**Your instructions:**
Reproduce everything from the line containing "of every instance of the steering wheel rim" down to the line containing "91 142 L 93", including both of those lines, and nothing else from the records. Leave the requests and their format samples unchanged, and in the answers multiply every polygon coordinate by 0.9, rounding to whole numbers with halves going up.

**Data supplied:**
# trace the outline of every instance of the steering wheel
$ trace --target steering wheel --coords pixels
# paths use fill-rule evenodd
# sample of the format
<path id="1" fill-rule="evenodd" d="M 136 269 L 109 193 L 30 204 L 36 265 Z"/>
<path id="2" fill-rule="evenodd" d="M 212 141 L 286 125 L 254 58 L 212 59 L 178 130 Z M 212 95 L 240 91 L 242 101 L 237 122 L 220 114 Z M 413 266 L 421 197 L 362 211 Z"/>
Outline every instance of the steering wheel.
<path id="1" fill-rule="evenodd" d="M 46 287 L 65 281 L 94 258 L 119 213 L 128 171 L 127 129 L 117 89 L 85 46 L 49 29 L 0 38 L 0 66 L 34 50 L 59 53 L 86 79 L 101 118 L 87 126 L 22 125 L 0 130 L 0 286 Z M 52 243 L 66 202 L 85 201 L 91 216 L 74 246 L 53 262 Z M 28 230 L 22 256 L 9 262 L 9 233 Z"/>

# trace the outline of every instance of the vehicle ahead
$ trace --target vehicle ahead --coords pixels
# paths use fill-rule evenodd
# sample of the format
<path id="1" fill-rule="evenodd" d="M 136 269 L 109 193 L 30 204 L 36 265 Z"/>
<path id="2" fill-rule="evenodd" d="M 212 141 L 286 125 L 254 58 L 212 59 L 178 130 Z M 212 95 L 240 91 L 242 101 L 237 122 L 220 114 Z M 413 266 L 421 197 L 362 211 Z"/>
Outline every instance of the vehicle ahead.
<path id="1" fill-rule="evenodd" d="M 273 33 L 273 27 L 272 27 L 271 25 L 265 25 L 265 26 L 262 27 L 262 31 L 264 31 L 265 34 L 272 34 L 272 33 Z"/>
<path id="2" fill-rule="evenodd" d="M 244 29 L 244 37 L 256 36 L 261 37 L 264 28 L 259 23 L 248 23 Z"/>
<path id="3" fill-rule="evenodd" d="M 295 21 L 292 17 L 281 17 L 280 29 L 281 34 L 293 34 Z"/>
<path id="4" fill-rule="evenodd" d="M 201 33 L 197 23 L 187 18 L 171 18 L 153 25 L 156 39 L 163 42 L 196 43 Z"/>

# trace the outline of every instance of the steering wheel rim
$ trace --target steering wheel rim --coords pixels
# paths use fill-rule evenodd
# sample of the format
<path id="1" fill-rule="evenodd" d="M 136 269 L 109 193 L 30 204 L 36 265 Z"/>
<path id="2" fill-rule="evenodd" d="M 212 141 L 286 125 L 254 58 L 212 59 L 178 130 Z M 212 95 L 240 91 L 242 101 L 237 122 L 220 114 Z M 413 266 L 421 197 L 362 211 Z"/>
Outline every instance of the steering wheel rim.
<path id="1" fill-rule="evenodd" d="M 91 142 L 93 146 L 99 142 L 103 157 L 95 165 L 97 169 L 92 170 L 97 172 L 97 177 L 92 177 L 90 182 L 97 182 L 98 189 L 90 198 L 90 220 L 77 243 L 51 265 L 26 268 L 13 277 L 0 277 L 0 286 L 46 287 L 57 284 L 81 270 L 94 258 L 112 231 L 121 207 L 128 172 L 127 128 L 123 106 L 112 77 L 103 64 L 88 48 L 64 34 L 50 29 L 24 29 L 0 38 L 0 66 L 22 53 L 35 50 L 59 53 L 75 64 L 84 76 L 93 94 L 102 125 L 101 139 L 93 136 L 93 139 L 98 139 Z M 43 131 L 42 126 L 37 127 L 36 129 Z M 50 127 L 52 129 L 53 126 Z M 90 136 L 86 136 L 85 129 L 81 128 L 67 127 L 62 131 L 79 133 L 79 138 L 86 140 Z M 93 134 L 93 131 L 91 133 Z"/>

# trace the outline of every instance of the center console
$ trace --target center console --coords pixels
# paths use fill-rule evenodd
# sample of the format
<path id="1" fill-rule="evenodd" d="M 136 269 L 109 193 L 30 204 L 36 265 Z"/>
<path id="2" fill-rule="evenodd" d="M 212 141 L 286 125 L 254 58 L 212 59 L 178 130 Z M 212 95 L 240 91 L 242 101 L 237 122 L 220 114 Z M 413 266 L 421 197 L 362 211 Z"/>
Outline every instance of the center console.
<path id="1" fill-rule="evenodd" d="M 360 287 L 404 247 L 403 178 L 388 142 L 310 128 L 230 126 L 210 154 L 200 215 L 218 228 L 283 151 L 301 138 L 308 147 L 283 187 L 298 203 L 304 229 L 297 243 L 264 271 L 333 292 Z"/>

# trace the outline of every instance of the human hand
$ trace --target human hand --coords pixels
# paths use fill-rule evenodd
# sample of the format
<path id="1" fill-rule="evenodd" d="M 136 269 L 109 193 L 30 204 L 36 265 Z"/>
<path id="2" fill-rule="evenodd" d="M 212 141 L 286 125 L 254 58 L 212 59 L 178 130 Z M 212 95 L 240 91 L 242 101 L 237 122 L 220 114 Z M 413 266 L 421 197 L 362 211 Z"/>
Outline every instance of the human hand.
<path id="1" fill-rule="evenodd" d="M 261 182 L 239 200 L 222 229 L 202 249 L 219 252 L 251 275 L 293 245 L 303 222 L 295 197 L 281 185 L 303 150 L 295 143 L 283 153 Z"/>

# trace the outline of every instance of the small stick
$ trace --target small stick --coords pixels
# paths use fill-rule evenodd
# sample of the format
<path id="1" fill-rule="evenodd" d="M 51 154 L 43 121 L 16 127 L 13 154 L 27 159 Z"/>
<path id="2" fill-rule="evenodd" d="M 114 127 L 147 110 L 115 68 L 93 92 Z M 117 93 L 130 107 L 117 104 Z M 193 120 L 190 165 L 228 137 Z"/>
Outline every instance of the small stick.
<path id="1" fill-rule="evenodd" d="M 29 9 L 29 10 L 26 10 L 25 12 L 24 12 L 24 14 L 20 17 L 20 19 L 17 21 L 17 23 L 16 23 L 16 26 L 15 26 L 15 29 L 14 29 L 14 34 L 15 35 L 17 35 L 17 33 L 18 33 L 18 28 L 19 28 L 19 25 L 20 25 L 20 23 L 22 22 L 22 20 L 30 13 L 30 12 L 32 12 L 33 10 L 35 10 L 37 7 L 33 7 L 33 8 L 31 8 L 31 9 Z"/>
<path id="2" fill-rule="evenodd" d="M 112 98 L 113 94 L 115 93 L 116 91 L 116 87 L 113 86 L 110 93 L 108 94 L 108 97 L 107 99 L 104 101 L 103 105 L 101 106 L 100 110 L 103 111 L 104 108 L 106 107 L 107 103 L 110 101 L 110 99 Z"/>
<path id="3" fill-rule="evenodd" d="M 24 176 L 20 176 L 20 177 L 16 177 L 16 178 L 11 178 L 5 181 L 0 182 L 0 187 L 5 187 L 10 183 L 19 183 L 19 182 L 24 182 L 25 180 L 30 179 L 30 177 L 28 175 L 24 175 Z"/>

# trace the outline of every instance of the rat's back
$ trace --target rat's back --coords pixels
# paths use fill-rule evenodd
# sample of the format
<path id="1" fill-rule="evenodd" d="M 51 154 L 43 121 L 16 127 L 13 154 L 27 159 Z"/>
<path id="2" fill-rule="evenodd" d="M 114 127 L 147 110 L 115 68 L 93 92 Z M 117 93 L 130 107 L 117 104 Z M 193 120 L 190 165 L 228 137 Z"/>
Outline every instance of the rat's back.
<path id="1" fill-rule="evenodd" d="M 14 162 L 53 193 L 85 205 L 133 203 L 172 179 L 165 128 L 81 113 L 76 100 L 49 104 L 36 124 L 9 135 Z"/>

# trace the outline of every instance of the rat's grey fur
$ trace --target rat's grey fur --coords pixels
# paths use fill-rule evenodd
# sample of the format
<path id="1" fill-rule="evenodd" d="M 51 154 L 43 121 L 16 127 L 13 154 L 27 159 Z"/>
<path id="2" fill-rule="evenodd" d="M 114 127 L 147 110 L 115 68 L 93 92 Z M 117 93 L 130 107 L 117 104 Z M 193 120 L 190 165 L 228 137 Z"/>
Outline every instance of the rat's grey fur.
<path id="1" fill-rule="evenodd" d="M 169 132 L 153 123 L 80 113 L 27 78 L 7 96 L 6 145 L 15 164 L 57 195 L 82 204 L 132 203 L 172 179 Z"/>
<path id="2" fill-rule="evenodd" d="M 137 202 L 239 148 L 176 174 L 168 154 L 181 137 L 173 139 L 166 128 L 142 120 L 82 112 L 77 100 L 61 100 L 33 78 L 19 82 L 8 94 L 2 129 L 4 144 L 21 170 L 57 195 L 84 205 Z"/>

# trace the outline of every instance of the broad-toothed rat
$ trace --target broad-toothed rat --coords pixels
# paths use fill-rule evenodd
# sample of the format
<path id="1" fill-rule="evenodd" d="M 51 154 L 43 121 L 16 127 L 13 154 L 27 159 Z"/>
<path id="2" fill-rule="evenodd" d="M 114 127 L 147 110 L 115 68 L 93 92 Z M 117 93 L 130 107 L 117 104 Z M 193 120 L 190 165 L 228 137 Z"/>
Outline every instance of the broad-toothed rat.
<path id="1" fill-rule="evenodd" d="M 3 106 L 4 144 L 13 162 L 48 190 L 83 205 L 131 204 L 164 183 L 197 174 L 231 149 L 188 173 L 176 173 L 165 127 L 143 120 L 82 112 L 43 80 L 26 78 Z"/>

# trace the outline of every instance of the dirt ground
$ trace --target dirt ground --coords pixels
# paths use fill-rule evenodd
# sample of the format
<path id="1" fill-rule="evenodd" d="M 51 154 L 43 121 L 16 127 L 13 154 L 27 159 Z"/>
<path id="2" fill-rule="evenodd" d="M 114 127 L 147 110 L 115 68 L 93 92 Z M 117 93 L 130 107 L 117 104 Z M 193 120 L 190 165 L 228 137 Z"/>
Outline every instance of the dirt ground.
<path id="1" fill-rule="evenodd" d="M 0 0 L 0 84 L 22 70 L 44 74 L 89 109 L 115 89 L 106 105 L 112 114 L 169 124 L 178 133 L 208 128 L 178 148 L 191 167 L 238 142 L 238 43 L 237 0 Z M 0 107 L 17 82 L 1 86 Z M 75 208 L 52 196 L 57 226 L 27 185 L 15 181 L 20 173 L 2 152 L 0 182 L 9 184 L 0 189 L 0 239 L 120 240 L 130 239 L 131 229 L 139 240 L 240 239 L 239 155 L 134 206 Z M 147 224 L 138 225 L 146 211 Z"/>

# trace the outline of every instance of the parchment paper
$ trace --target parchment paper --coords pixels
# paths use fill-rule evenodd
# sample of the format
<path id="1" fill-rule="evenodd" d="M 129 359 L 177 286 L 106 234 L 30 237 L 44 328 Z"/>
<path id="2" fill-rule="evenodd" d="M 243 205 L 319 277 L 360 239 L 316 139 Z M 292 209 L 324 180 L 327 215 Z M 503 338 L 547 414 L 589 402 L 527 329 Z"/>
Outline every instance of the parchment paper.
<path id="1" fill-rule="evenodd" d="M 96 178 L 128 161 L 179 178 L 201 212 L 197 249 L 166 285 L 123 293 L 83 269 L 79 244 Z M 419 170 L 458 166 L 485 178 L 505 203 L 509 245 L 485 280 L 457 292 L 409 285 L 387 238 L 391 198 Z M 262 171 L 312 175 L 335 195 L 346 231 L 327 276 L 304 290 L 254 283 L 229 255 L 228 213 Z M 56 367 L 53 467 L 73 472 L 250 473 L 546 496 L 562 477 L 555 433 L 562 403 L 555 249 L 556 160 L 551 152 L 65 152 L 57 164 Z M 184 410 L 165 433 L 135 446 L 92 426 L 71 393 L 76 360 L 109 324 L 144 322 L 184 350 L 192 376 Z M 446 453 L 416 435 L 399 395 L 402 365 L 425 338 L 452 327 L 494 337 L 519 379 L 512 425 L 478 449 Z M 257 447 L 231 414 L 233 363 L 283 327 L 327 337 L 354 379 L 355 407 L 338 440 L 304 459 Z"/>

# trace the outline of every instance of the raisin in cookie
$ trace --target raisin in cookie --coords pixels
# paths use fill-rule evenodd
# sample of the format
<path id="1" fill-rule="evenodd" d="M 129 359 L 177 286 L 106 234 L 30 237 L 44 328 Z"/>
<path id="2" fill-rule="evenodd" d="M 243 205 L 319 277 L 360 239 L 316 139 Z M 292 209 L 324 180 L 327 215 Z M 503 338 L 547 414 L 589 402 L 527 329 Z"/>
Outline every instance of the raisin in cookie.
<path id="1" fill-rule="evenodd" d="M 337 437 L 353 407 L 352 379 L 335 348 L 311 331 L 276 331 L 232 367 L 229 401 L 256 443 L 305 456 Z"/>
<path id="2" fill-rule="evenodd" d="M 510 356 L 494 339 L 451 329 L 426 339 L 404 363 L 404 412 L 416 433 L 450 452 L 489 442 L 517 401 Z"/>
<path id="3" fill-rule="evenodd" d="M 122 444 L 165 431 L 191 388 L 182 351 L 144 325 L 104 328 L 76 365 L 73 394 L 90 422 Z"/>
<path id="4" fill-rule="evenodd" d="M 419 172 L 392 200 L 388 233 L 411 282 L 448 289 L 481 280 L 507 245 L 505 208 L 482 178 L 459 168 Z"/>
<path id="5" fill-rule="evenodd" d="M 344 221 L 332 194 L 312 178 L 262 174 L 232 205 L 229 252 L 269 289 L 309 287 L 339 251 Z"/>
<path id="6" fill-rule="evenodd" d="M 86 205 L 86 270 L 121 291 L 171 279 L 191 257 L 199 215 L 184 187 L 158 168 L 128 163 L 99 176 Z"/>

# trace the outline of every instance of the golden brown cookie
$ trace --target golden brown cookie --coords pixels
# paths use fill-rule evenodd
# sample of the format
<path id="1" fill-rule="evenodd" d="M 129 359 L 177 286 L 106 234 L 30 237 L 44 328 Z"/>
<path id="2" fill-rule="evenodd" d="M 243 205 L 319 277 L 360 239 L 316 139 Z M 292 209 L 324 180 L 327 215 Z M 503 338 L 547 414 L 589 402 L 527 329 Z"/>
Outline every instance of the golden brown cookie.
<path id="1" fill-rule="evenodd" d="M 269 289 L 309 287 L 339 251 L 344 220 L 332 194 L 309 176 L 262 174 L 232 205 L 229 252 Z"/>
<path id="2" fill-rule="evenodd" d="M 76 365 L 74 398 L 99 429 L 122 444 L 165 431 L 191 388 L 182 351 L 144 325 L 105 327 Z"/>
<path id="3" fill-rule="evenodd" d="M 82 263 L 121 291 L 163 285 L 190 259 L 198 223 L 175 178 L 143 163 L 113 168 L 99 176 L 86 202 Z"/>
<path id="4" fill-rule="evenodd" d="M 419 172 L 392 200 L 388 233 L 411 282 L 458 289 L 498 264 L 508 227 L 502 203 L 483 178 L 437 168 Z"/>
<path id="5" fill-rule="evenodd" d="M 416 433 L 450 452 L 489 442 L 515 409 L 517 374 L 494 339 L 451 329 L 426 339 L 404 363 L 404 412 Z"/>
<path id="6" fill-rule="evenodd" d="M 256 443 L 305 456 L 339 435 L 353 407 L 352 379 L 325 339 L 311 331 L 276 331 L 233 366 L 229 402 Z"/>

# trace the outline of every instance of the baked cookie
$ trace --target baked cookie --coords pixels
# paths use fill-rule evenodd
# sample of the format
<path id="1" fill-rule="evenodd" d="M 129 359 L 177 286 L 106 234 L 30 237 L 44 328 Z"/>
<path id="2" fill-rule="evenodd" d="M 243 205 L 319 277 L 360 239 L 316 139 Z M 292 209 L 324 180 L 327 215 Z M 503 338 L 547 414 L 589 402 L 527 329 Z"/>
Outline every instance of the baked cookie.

**Answer to the problem:**
# trace the outline of every instance of the steering wheel rim
$ trace --target steering wheel rim --coords pixels
# paths use fill-rule evenodd
# sample of the format
<path id="1" fill-rule="evenodd" d="M 136 269 L 109 193 L 30 204 L 36 265 Z"/>
<path id="2" fill-rule="evenodd" d="M 212 141 L 286 125 L 254 58 L 212 59 L 178 130 Z M 212 95 L 240 91 L 242 101 L 237 122 L 220 114 Z M 413 266 L 421 197 L 362 211 Z"/>
Outline every instance of the steering wheel rim.
<path id="1" fill-rule="evenodd" d="M 82 128 L 84 131 L 89 128 L 93 141 L 86 149 L 87 152 L 83 153 L 87 155 L 87 159 L 83 159 L 81 164 L 87 164 L 88 170 L 81 178 L 81 198 L 69 219 L 46 239 L 23 241 L 12 249 L 0 249 L 0 257 L 41 258 L 51 256 L 73 243 L 85 232 L 101 208 L 109 186 L 115 155 L 114 115 L 111 95 L 101 69 L 93 58 L 79 43 L 58 31 L 45 26 L 22 26 L 0 34 L 0 59 L 20 48 L 32 45 L 53 48 L 68 58 L 76 68 L 84 85 L 92 113 L 91 125 L 84 122 L 84 125 L 88 125 Z M 39 118 L 38 113 L 33 114 L 32 116 Z M 45 114 L 47 116 L 48 113 Z M 81 122 L 77 122 L 77 116 L 73 115 L 60 114 L 56 118 L 71 120 L 71 124 L 77 126 Z M 84 121 L 84 118 L 82 120 Z"/>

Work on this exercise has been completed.